→ SHORT TASK:
Reproduce the entries below verbatim, from the line with "Where can the shop" up to and including the line with "[1360, 619]".

→ MATERIAL PROVIDED:
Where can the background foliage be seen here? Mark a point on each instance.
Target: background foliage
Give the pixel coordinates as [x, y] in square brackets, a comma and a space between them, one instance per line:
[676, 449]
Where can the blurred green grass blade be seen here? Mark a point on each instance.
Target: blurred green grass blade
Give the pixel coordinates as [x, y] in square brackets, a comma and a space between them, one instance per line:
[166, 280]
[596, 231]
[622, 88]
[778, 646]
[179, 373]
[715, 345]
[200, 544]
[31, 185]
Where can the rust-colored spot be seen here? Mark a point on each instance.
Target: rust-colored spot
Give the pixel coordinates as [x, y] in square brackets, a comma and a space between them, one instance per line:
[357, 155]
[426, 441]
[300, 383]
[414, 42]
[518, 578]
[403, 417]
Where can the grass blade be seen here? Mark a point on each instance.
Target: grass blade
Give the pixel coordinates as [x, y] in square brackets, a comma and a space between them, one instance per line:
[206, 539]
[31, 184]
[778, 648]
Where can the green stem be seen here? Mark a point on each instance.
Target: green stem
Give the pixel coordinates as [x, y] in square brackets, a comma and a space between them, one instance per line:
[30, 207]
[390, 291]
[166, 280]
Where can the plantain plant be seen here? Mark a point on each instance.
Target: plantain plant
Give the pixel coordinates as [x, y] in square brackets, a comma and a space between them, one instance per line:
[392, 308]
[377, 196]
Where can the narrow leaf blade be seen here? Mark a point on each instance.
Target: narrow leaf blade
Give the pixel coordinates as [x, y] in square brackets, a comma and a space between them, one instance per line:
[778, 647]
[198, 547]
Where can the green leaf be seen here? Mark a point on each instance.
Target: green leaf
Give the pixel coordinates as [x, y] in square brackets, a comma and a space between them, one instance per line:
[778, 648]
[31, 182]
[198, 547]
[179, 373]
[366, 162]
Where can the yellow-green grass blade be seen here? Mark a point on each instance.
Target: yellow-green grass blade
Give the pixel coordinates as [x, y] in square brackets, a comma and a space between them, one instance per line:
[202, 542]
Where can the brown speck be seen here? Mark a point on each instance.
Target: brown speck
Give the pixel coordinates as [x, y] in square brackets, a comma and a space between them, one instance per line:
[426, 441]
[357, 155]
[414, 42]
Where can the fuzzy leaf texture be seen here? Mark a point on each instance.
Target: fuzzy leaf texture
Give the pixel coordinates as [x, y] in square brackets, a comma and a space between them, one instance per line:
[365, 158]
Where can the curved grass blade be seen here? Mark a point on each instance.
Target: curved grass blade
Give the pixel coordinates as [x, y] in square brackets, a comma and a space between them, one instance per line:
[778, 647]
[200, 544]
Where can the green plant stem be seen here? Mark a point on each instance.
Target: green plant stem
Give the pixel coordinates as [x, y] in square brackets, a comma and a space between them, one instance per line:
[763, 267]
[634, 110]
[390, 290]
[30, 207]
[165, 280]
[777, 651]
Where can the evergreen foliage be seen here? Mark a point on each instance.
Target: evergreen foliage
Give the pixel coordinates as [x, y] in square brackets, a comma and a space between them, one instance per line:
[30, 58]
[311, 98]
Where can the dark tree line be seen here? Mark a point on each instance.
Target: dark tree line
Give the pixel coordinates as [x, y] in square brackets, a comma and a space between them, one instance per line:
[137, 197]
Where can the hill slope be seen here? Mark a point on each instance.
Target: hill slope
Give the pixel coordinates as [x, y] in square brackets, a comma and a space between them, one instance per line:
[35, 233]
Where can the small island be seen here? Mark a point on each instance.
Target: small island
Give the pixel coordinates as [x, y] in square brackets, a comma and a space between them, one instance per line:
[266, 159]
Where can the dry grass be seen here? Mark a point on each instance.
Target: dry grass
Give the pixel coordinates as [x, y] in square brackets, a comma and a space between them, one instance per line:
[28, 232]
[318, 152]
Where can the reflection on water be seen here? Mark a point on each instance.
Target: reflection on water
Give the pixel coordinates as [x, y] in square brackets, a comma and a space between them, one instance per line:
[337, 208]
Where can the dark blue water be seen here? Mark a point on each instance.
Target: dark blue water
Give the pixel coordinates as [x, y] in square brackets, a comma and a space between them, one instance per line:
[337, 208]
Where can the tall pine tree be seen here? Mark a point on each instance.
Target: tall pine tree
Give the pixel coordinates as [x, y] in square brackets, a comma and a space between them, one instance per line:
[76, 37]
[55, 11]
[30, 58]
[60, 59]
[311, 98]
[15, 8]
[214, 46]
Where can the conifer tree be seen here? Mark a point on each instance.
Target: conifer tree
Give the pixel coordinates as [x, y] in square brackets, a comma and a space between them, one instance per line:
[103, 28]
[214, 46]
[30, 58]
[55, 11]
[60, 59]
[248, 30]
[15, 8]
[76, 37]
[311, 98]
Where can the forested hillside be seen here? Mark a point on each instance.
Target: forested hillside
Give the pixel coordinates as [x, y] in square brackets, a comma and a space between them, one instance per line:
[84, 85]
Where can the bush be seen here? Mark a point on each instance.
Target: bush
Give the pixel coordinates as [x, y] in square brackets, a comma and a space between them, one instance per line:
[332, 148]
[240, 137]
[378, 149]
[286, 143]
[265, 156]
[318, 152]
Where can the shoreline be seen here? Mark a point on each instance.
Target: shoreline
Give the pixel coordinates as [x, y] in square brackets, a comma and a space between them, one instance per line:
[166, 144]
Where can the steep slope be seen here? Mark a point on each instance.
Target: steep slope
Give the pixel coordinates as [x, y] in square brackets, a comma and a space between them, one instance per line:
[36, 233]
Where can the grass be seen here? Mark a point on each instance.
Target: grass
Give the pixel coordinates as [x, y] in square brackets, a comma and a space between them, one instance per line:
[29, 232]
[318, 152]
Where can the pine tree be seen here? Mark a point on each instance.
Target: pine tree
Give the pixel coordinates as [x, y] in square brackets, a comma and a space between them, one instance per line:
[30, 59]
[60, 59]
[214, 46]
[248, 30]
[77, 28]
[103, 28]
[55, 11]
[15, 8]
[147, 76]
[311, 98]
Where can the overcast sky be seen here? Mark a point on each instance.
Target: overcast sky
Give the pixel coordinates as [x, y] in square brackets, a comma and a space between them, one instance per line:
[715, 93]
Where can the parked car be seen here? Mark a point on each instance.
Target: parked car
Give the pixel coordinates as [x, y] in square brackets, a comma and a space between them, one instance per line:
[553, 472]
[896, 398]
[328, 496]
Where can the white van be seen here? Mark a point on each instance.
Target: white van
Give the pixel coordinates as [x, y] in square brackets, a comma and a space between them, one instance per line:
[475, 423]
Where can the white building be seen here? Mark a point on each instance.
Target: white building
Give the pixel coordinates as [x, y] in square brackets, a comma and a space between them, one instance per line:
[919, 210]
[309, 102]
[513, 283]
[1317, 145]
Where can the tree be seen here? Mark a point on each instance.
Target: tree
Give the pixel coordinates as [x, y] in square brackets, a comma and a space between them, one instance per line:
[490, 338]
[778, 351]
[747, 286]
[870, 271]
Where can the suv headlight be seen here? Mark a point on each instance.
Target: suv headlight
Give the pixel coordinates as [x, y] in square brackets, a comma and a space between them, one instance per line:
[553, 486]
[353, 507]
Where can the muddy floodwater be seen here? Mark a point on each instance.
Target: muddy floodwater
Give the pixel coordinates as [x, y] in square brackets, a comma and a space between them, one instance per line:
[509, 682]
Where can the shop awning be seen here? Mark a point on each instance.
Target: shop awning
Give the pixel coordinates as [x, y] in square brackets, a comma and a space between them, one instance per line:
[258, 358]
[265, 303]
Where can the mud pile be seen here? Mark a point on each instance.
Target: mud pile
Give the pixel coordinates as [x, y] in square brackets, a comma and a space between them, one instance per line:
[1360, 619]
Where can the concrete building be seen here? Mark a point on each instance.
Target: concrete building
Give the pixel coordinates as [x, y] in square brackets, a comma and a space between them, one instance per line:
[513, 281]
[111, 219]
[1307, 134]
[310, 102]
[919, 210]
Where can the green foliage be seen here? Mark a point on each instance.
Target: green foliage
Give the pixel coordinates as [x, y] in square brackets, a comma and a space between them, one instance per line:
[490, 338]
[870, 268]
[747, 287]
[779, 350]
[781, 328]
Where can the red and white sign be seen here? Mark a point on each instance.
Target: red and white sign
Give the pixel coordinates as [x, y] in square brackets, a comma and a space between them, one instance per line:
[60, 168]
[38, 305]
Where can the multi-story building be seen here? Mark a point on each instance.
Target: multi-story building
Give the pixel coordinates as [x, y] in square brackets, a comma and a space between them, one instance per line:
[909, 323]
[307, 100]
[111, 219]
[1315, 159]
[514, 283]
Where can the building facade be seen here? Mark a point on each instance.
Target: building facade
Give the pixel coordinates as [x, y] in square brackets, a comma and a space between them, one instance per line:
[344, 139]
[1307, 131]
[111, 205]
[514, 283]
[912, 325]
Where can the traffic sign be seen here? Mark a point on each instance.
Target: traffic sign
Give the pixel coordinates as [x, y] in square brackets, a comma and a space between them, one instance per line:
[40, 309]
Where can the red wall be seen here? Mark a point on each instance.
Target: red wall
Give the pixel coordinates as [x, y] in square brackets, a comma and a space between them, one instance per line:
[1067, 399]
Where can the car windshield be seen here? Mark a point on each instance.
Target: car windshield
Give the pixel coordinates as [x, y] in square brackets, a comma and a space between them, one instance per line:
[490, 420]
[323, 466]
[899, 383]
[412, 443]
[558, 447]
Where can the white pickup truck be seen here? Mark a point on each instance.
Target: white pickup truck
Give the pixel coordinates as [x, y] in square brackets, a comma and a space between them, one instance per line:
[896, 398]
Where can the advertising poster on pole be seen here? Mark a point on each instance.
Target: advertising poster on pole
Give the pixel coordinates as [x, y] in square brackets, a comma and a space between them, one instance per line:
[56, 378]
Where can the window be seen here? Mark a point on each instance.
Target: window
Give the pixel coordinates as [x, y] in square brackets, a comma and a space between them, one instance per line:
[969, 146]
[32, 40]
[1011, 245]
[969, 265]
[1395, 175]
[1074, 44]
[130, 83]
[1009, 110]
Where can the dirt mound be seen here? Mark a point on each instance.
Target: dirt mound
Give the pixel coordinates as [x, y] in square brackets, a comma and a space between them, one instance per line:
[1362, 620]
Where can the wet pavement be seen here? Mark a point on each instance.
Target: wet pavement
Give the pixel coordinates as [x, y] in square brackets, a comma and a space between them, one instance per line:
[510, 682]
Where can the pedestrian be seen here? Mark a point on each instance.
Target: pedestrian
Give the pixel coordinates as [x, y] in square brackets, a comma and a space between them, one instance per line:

→ REPLY:
Where can the shop awning be seen here? Mark a point on each instance.
Target: shop awning
Give the pixel coordinates as [x, y] in square brackets, a comma and a space between them, one instance per line:
[258, 358]
[265, 303]
Where can the mud pile be seen here? Mark a point on each instance.
Target: mud pile
Give the pixel coordinates as [x, y] in square brackets, a comma and a space between them, one instance per line:
[1360, 619]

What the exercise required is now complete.